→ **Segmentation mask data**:
((

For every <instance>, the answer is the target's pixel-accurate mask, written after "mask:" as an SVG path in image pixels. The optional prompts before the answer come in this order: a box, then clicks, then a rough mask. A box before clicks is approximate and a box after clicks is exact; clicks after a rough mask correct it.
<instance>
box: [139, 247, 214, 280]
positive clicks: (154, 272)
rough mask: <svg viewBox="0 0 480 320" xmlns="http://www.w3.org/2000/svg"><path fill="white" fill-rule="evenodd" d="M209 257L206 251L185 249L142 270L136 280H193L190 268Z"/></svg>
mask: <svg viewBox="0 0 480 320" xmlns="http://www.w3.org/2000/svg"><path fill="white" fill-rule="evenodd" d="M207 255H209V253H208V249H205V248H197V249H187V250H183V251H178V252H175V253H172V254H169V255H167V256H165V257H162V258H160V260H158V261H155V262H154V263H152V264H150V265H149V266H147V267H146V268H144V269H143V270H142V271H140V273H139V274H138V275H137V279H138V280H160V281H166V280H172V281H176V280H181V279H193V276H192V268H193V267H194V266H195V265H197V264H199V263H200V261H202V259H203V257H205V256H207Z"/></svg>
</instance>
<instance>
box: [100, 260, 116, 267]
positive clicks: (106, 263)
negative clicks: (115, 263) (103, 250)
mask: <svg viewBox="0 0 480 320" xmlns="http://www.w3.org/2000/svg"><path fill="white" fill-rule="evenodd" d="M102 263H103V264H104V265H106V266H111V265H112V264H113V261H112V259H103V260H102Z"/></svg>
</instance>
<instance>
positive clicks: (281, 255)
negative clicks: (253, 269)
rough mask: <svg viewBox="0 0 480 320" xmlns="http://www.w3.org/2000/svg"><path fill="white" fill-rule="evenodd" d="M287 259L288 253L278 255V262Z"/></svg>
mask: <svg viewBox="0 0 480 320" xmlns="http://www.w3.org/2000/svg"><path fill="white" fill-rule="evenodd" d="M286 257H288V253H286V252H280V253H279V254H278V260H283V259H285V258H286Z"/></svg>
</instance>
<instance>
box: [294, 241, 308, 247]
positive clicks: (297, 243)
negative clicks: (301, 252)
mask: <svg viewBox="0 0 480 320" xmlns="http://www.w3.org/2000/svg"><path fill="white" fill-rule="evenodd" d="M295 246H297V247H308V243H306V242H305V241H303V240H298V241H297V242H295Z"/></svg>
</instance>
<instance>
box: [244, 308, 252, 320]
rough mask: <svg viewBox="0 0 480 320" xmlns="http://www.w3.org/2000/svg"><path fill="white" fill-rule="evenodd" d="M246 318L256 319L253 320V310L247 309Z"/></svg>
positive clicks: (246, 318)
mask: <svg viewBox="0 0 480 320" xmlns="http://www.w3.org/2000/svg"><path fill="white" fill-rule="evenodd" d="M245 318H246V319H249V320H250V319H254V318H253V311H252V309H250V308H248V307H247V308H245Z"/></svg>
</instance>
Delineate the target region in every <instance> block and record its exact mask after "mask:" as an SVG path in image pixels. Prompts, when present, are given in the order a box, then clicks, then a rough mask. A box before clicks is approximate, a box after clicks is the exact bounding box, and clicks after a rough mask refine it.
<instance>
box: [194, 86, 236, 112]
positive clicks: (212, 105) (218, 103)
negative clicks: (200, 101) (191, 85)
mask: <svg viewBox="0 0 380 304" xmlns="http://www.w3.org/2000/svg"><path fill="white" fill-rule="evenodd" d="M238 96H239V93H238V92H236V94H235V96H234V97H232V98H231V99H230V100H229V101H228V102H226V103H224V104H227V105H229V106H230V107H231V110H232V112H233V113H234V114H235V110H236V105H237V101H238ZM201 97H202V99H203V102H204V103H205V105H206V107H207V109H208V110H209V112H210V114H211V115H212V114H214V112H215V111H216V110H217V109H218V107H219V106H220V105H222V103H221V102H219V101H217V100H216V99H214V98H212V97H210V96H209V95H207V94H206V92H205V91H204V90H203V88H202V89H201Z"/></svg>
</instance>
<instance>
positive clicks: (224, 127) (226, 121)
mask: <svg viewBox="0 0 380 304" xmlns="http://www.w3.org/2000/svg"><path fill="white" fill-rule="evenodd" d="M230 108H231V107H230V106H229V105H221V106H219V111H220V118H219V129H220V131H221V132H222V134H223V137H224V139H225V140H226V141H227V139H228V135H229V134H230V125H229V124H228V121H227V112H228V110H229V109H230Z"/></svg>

))

→ **The problem**: Count the lines in the listing that contain the word "negative", and give only the number.

→ **Written response**: 4